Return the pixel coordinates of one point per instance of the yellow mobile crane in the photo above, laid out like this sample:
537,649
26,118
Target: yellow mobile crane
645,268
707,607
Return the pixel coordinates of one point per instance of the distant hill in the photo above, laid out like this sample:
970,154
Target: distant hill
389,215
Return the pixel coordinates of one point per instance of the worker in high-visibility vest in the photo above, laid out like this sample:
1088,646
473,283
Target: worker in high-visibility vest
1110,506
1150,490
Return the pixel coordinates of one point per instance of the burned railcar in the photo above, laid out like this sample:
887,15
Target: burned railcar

※

• [Instructions to follow] For every line in the data above that holds "like", return the line itself.

• [Reply]
Return the pixel coordinates of one point per instance of the yellow mobile crane in the photo above, laid out like this sample:
Return the pixel coordinates of one point per instance of the distant hill in the photo above, laid out like this sample:
Return the pixel coordinates of one point per instance of the worker in high-visibility vest in the photo above, laid out like this sample:
Return the pixel coordinates of one point per instance of the burned railcar in the photo above, laid out like this sample:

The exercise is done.